YOUR OBJECTIVE → Extract the line that contains "Expected: one point per instance of the parked" and every line after it to the end of the records below, exactly as written and nothing else.

━━━ EXTRACTED RECORDS ━━━

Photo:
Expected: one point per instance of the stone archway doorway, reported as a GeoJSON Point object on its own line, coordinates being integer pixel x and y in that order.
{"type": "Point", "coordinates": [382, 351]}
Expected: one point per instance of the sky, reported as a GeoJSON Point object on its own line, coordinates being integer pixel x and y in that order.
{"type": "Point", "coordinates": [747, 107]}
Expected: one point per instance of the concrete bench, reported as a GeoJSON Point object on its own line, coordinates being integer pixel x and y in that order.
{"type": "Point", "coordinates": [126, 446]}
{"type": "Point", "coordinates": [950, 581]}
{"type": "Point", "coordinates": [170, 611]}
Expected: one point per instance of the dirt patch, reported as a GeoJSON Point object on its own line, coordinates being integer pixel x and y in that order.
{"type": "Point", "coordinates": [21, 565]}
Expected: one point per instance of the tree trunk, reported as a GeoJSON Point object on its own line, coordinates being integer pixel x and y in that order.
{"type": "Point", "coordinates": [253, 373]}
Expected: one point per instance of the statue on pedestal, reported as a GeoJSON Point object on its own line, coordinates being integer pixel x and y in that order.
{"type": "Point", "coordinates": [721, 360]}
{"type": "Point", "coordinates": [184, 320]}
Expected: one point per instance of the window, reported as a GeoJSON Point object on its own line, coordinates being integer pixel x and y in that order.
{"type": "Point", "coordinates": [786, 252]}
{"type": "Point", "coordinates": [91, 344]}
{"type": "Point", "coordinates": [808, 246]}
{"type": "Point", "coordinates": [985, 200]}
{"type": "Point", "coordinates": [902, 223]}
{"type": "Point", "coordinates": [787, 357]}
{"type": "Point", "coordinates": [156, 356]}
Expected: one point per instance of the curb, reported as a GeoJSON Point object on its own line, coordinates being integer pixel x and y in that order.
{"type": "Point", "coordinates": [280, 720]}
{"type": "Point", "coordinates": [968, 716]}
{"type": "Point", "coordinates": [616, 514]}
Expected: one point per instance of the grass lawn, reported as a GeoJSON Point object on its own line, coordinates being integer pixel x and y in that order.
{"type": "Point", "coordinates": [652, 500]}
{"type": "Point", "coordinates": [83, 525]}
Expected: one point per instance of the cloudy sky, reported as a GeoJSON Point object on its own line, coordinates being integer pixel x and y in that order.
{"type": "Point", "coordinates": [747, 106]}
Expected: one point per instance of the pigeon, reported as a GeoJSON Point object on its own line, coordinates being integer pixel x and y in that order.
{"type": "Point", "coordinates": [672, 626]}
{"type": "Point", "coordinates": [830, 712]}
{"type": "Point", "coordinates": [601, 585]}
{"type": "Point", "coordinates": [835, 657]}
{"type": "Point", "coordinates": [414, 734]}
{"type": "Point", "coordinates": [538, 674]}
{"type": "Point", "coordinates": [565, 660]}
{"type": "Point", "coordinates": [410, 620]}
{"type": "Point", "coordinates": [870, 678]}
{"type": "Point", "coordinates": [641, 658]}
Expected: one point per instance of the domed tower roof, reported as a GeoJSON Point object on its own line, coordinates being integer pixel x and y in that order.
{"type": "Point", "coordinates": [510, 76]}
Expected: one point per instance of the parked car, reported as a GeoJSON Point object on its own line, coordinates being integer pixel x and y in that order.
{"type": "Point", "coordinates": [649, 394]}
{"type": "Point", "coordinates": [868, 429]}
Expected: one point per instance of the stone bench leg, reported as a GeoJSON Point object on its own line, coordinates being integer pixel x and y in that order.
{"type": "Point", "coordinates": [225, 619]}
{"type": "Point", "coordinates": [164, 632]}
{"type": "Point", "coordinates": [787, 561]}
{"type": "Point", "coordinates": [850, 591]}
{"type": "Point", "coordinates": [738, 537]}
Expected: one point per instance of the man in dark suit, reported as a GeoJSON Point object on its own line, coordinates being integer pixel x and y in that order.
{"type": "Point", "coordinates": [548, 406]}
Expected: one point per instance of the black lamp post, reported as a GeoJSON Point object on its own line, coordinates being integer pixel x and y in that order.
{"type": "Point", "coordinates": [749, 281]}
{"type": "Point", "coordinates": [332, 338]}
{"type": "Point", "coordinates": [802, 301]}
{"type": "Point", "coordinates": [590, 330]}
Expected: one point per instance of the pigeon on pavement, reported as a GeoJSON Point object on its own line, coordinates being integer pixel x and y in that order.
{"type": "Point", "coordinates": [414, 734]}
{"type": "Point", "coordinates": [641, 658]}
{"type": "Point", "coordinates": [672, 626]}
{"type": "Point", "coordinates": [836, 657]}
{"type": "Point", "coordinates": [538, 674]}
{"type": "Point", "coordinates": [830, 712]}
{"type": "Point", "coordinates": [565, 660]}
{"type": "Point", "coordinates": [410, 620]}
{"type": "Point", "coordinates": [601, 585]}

━━━

FULL OUTPUT →
Expected: one point per instance of the parked car, reported as a GeoJSON Point object on its own line, coordinates being integer pixel x and y in that order.
{"type": "Point", "coordinates": [649, 394]}
{"type": "Point", "coordinates": [868, 429]}
Expected: one point per instance of the stone bench leg, reported as a GeoJSON Point object on its own line, coordinates being integer pixel x and y in that order.
{"type": "Point", "coordinates": [225, 619]}
{"type": "Point", "coordinates": [164, 632]}
{"type": "Point", "coordinates": [787, 561]}
{"type": "Point", "coordinates": [850, 591]}
{"type": "Point", "coordinates": [738, 537]}
Expected: one point per instance of the man in dark suit, reported as a GeoJSON Point object on its own line, coordinates being integer pixel x and y in that order.
{"type": "Point", "coordinates": [548, 406]}
Expected: one point per instance of the black lamp post, reported as a GeoJSON Point object on its own line, coordinates being integer pixel x and y in that order.
{"type": "Point", "coordinates": [749, 281]}
{"type": "Point", "coordinates": [332, 338]}
{"type": "Point", "coordinates": [802, 301]}
{"type": "Point", "coordinates": [590, 330]}
Expected: one point per instance of the pigeon on pavement, reported as a GeoJSON Point object on its own line, coordinates being integer pixel x and y in that order.
{"type": "Point", "coordinates": [414, 734]}
{"type": "Point", "coordinates": [641, 658]}
{"type": "Point", "coordinates": [672, 626]}
{"type": "Point", "coordinates": [836, 657]}
{"type": "Point", "coordinates": [538, 674]}
{"type": "Point", "coordinates": [830, 712]}
{"type": "Point", "coordinates": [565, 660]}
{"type": "Point", "coordinates": [410, 620]}
{"type": "Point", "coordinates": [601, 585]}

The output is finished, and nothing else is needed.